> WORUM ES GEHT:
Ziehen Sie aus den folgenden Daten jede Zeile heraus, in der das Wort „island“ vorkommt, und geben Sie diese Zeilen unverändert wieder.

Gespeicherte Daten:
..........

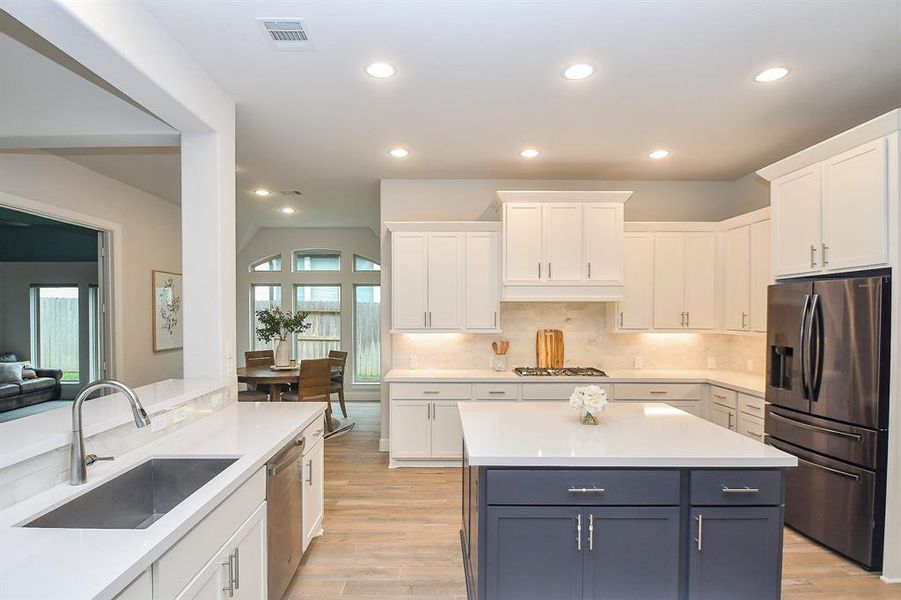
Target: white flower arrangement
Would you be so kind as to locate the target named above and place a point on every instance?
(591, 398)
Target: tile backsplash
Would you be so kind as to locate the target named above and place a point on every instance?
(587, 341)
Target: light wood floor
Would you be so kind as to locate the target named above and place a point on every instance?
(394, 534)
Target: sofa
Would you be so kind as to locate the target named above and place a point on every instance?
(46, 386)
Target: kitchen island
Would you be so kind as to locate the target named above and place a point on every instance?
(651, 503)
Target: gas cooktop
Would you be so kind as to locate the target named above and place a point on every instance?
(564, 372)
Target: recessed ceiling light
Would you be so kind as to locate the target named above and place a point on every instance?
(769, 75)
(380, 70)
(578, 71)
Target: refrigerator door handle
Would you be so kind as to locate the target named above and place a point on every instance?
(802, 358)
(816, 342)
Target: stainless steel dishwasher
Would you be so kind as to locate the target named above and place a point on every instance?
(284, 515)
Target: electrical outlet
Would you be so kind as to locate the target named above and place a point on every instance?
(159, 422)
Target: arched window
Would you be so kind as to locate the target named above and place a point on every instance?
(317, 260)
(361, 263)
(268, 264)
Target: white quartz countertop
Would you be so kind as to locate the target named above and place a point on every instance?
(548, 434)
(747, 383)
(38, 563)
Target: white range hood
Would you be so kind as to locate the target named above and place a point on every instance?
(562, 246)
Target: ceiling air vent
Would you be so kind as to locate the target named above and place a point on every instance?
(285, 33)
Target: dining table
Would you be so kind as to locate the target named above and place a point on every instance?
(276, 379)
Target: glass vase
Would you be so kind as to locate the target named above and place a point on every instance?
(587, 418)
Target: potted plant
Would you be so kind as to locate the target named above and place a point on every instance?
(274, 324)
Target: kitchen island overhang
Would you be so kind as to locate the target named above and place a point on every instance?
(650, 503)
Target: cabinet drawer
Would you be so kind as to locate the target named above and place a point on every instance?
(657, 391)
(723, 397)
(736, 486)
(496, 391)
(607, 487)
(751, 405)
(431, 391)
(750, 426)
(187, 557)
(559, 390)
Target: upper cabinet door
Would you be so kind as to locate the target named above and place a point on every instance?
(737, 279)
(855, 208)
(445, 276)
(797, 224)
(562, 227)
(761, 273)
(481, 281)
(603, 237)
(669, 280)
(409, 280)
(636, 307)
(522, 243)
(700, 280)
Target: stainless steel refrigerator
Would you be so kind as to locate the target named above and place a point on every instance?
(827, 389)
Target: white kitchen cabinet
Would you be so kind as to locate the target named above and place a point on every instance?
(522, 243)
(409, 280)
(411, 429)
(447, 430)
(604, 242)
(562, 227)
(684, 280)
(482, 285)
(761, 273)
(797, 224)
(313, 491)
(737, 279)
(426, 429)
(833, 215)
(445, 280)
(635, 310)
(444, 277)
(723, 415)
(238, 569)
(855, 208)
(562, 245)
(669, 280)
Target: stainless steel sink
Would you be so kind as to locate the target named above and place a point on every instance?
(137, 498)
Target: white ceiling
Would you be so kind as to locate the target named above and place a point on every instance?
(478, 81)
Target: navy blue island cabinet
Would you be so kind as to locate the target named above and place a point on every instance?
(571, 533)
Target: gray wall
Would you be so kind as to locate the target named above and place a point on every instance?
(268, 242)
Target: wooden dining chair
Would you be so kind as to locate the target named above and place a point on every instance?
(337, 380)
(314, 385)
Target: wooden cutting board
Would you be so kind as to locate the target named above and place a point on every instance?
(549, 349)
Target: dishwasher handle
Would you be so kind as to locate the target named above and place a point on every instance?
(287, 456)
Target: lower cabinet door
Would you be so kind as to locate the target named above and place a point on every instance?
(313, 492)
(631, 552)
(447, 430)
(735, 553)
(534, 553)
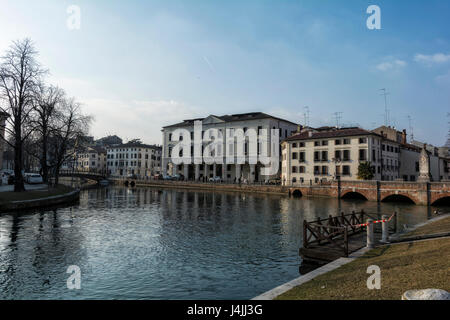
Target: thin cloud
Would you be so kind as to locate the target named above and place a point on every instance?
(389, 65)
(432, 59)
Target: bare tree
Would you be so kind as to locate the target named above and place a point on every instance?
(48, 100)
(19, 75)
(71, 124)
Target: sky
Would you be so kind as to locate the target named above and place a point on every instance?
(137, 66)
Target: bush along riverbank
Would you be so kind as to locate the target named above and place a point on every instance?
(40, 198)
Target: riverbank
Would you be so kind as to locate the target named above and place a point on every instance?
(250, 188)
(44, 197)
(404, 266)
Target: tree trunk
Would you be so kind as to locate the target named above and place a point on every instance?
(18, 177)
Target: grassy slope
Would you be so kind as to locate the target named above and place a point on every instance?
(404, 266)
(34, 194)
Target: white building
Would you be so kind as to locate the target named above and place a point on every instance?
(329, 153)
(227, 172)
(138, 159)
(3, 117)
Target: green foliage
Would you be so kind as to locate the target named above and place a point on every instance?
(365, 171)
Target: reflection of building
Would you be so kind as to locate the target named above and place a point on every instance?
(137, 159)
(228, 172)
(3, 116)
(91, 159)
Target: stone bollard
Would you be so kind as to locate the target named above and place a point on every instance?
(385, 229)
(426, 294)
(370, 234)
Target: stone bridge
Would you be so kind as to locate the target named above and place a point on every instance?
(83, 174)
(426, 193)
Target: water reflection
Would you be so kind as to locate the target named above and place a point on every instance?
(174, 244)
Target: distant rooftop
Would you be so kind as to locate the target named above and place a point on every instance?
(134, 145)
(329, 132)
(231, 118)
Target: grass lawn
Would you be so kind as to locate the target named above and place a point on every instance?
(404, 266)
(439, 226)
(10, 196)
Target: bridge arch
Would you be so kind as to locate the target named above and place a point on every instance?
(354, 195)
(398, 198)
(442, 201)
(297, 193)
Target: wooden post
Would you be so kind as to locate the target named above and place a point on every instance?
(305, 238)
(385, 229)
(346, 242)
(370, 234)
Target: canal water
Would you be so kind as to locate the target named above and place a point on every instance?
(165, 244)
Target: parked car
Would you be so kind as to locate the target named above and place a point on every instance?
(32, 178)
(215, 179)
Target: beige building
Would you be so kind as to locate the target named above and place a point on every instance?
(3, 117)
(227, 172)
(323, 154)
(138, 159)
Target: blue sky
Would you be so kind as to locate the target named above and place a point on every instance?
(139, 65)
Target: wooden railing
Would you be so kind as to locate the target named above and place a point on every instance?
(333, 230)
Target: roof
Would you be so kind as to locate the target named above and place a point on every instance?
(134, 145)
(231, 118)
(336, 133)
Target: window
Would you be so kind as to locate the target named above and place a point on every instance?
(316, 170)
(302, 157)
(337, 154)
(346, 155)
(363, 154)
(316, 156)
(346, 170)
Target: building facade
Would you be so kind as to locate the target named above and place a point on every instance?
(141, 160)
(232, 124)
(314, 156)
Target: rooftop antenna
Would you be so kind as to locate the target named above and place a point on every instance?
(386, 112)
(306, 114)
(338, 116)
(410, 128)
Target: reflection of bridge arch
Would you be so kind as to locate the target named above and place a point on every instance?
(354, 195)
(297, 193)
(398, 198)
(442, 200)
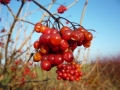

..........

> ANTWORT:
Target: kitchen island
Target: kitchen island overhang
Target: navy blue island cabinet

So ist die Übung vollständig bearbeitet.